_PROBLEM_.
Rewrite every row below, replacing "pins a marker" with "places a marker" and leaving everything else unchanged.

_SUPPLIED DATA_.

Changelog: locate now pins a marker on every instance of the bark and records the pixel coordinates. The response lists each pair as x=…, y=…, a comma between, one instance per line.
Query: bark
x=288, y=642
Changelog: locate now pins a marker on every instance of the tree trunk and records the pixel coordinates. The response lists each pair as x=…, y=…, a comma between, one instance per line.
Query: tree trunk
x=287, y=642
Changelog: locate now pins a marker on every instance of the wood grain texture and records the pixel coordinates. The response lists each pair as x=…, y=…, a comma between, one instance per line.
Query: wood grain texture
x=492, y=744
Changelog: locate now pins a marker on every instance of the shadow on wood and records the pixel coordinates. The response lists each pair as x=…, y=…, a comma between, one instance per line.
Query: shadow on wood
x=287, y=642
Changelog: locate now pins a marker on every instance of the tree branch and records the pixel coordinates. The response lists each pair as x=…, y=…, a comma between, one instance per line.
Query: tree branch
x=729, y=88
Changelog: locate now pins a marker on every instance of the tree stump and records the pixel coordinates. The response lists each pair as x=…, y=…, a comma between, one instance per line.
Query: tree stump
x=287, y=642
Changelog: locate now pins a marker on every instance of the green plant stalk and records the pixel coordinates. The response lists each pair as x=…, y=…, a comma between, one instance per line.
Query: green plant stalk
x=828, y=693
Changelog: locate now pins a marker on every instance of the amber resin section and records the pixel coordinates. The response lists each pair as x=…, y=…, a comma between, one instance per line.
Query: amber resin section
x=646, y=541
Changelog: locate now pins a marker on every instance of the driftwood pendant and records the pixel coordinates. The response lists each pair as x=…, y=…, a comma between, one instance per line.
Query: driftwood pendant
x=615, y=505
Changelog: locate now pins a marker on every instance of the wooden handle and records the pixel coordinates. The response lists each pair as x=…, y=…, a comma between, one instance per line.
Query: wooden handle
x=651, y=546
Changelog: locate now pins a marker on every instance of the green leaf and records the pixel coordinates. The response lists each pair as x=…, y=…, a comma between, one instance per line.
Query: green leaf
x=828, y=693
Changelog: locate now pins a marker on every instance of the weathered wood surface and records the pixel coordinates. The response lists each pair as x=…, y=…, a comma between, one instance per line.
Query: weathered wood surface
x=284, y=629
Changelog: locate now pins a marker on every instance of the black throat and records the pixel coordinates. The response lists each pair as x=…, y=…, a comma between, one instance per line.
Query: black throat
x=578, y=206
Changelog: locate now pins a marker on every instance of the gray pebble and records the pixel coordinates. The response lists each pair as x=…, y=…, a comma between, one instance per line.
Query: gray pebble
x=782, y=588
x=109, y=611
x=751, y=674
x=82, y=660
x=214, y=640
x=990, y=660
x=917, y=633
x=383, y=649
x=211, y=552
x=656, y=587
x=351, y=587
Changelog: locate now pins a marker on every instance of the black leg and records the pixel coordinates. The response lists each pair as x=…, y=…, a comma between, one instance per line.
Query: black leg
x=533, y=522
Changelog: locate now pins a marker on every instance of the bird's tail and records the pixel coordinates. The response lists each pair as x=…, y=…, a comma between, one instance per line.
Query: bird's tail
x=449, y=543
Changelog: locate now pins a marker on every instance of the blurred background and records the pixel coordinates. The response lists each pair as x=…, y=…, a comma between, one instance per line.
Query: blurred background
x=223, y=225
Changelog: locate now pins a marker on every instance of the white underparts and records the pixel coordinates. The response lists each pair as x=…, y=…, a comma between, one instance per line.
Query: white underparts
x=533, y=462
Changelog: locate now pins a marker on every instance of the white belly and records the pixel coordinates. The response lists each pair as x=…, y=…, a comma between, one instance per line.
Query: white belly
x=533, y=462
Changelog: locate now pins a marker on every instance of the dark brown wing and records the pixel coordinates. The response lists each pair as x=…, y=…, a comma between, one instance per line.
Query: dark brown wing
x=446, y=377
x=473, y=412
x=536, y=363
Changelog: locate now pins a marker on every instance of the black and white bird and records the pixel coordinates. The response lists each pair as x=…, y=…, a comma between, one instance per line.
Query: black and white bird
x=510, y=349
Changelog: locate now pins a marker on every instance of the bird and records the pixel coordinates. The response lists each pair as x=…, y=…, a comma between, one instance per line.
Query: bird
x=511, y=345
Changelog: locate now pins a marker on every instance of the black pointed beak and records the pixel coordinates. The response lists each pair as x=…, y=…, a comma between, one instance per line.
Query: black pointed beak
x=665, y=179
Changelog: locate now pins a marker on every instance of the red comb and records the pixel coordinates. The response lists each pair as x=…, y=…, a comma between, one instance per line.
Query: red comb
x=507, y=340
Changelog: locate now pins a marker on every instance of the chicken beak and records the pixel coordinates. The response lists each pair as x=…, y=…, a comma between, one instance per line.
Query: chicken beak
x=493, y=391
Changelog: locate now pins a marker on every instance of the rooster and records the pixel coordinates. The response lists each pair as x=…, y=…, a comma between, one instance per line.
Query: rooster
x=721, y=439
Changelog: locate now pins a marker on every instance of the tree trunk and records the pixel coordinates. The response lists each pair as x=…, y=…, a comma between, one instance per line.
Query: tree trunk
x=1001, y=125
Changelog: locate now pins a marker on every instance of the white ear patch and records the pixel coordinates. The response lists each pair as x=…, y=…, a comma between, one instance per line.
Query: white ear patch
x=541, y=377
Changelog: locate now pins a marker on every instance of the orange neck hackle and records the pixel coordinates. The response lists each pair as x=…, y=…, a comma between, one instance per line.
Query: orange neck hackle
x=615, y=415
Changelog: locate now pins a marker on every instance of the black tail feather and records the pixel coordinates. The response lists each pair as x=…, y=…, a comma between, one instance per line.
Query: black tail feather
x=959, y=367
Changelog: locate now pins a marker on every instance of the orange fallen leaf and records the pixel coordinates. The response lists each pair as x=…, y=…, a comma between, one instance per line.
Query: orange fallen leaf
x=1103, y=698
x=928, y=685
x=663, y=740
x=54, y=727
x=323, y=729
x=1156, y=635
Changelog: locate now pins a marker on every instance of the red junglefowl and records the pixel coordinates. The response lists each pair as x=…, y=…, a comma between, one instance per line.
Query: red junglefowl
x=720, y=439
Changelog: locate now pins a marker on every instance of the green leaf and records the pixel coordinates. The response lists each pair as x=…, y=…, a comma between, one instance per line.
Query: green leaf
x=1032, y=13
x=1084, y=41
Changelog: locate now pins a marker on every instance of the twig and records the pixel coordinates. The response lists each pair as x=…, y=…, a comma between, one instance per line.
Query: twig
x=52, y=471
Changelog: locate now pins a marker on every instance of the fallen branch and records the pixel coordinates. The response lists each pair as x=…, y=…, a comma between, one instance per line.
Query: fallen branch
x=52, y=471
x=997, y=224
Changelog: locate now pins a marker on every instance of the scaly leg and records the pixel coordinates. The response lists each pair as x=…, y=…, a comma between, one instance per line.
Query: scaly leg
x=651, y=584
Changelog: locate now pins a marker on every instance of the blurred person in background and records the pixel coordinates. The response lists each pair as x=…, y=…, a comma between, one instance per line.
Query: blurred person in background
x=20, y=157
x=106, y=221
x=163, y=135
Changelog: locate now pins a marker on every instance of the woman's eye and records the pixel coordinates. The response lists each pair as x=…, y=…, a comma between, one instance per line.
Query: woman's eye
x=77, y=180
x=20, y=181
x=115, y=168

_COMPLETE OUTPUT_.
Changelog: locate now places a marker on every instance of the bark and records the pixel coordinates. The response lists each pair as x=…, y=…, a comma between, one instance per line.
Query: bark
x=288, y=642
Changelog: locate now places a marker on every instance of the tree trunk and records the pixel coordinates. The response lists each pair as x=…, y=…, a comma between, one instance per line.
Query: tree trunk
x=287, y=642
Changelog: locate now places a marker on every instance of the wood grain texture and records the pixel coordinates. The response lists each pair as x=…, y=…, a comma between, one instance per line.
Query: wood grain texture
x=492, y=744
Changelog: locate now places a marker on every instance of the shadow on wood and records the pixel coordinates. The response lists each pair as x=…, y=…, a comma between, one instance per line.
Query: shadow on wood
x=287, y=642
Changelog: locate now places a marker on every instance of the tree branch and records the pixel coordinates. The response lists each pair as x=…, y=…, a comma between, one instance per line.
Query: tree branch
x=729, y=88
Changelog: locate now places a marker on every instance of the tree stump and records the pixel coordinates. The response lists each pair as x=…, y=…, a comma between, one instance per line.
Query: tree stump
x=287, y=642
Changelog: locate now places a marker on every instance of the green plant stalk and records the pixel coordinates. The response lists each pair as x=…, y=…, a comma between, one instance per line.
Query: green plant stalk
x=828, y=693
Changelog: locate now places a marker on every instance of the amber resin section and records the pixel coordinates. The response lists each pair as x=…, y=…, a comma between, one instance per line.
Query: amber resin section
x=646, y=541
Changelog: locate now places a marker on every instance of the driftwood pendant and records the pixel coordinates. The response lists each pair as x=…, y=…, a comma between, one instance per line.
Query: driftwood pendant
x=615, y=505
Changelog: locate now places a marker on every instance of the wooden handle and records the pixel coordinates. The response lists each pair as x=…, y=…, a comma between, one instance per line.
Query: wooden handle
x=651, y=546
Changelog: locate now places a marker on every instance of the green leaf and records the pixel coordinates. The response lists each pair as x=…, y=…, a comma between, one instance per line.
Query: green leaf
x=828, y=693
Changelog: locate now places a marker on every instance of the weathered wood surface and records the pixel coordinates. The response lists each pair as x=…, y=…, a comma between, one instance per line.
Query: weathered wood surface
x=284, y=629
Changelog: locate now places a marker on every instance of the black throat and records the pixel coordinates. The response lists each pair as x=…, y=…, a comma between, one instance per line.
Query: black throat
x=578, y=206
Changelog: locate now places a marker on every instance of the gray pebble and records the pixel coordinates. The response lists each pair as x=…, y=…, a comma between, one instance per line.
Query: gray pebble
x=782, y=588
x=109, y=611
x=751, y=674
x=82, y=660
x=214, y=640
x=990, y=660
x=917, y=633
x=383, y=649
x=211, y=552
x=656, y=587
x=351, y=587
Changelog: locate now places a marker on every instance of the black leg and records the pixel coordinates. The response lists each pair as x=…, y=…, a comma between, one instance per line.
Query: black leg
x=533, y=522
Changelog: locate now places a marker on every instance of the bird's tail and records the pixel coordinates. The response lists each pair as x=…, y=…, a comma between, one instance per line.
Query: bird's tail
x=449, y=543
Changelog: locate now places a marker on every instance of the blurred background and records the pixel coordinates. The response lists each pair as x=…, y=…, a comma between, one instance per line.
Query: blurred background
x=223, y=225
Changelog: locate now places a marker on every instance of the white underparts and records the pixel coordinates. The response lists each pair as x=…, y=…, a comma between, one instance per line.
Query: white underparts
x=533, y=462
Changelog: locate now places a marker on every instance of the white belly and records the pixel coordinates. The response lists each pair as x=…, y=…, a comma between, one instance per line.
Query: white belly
x=533, y=462
Changelog: locate now places a marker on every instance of the dark brown wing and records the pixel coordinates. The response lists each pair as x=…, y=…, a comma between, one instance per line.
Query: dark brown wing
x=446, y=377
x=473, y=412
x=536, y=363
Changelog: locate now places a marker on every instance of the black and white bird and records the pixel coordinates. The response lists each pair as x=…, y=…, a comma between, one instance per line.
Query: black and white bird
x=510, y=349
Changelog: locate now places a marker on every instance of the bird and records the pixel coordinates. The response lists each pair as x=…, y=…, a comma between, one instance per line.
Query: bird
x=511, y=345
Changelog: locate now places a marker on every instance of the black pointed beak and records the pixel coordinates. The response lists each pair as x=…, y=…, a comma between, one instance per line.
Query: black pointed beak
x=665, y=179
Changelog: locate now places a marker on every instance of the red comb and records the pixel coordinates. The response lists each pair as x=…, y=…, a comma between, one instance per line.
Query: red comb
x=507, y=340
Changelog: locate now places a marker on every instance of the chicken beak and records the pixel coordinates. The response lists each pair as x=…, y=…, a comma between, one instance per line.
Query: chicken beak
x=493, y=391
Changelog: locate now places a marker on every instance of the rooster and records the pixel coordinates. The response lists each pair as x=…, y=…, a comma between, one instance per line.
Query: rooster
x=721, y=439
Changelog: locate now places a marker on every instance of the tree trunk and records the pixel coordinates. The response lists each pair as x=…, y=…, a comma between, one instance per line.
Query: tree trunk
x=1001, y=125
Changelog: locate now places a marker on every instance of the white ear patch and records the pixel coordinates. The response lists each pair as x=…, y=…, a comma between, one instance per line.
Query: white ear patch
x=541, y=377
Changelog: locate now places a marker on every instance of the orange neck hackle and records the pixel coordinates. The response lists each pair as x=…, y=…, a comma between, one instance per line.
Query: orange neck hackle
x=615, y=415
Changelog: locate now places a marker on every instance of the black tail feather and records the pixel coordinates. The response lists each pair as x=…, y=…, a comma between, one instance per line.
Query: black tail feather
x=959, y=367
Changelog: locate now places a marker on every instance of the orange fallen leaf and records the pixel coordinates. The response lists each pair as x=…, y=…, a comma between, one instance per line.
Query: orange fallen leaf
x=1103, y=698
x=928, y=685
x=663, y=740
x=54, y=727
x=323, y=729
x=1156, y=635
Changelog: locate now places a marker on every instance of the red junglefowl and records the pixel coordinates. The response lists each pair as x=…, y=…, a comma between, one instance per line.
Query: red junglefowl
x=720, y=439
Changelog: locate now places a marker on every instance of the green leaf and records the pixel coordinates. The response lists each pair as x=…, y=…, a comma between, one instance per line.
Query: green leaf
x=1032, y=13
x=1084, y=41
Changelog: locate now places a marker on every instance of the twig and records the pixel coordinates. The response lists each pair as x=…, y=…, a comma between, one instance per line.
Query: twig
x=52, y=471
Changelog: locate now places a marker on every instance of the fallen branch and records the pixel coordinates. The response lists each pair as x=…, y=…, a comma between, one instance per line.
Query: fallen branch
x=52, y=471
x=997, y=224
Changelog: locate now places a marker on every instance of the scaly leg and records the pixel coordinates. The response lists each pair as x=…, y=…, a comma between, one instance per line.
Query: scaly leg
x=651, y=584
Changelog: locate now places a marker on every instance of the blurred person in background and records the pixel coordinates. The response lists each pair as x=…, y=…, a comma between, one instance per line.
Query: blurred person in background
x=20, y=157
x=106, y=221
x=163, y=135
Changelog: locate now places a marker on every instance of the woman's eye and records the pixel coordinates. The response lists each pair as x=…, y=…, a comma between, one instance per line.
Query: woman's eye
x=77, y=180
x=20, y=181
x=115, y=168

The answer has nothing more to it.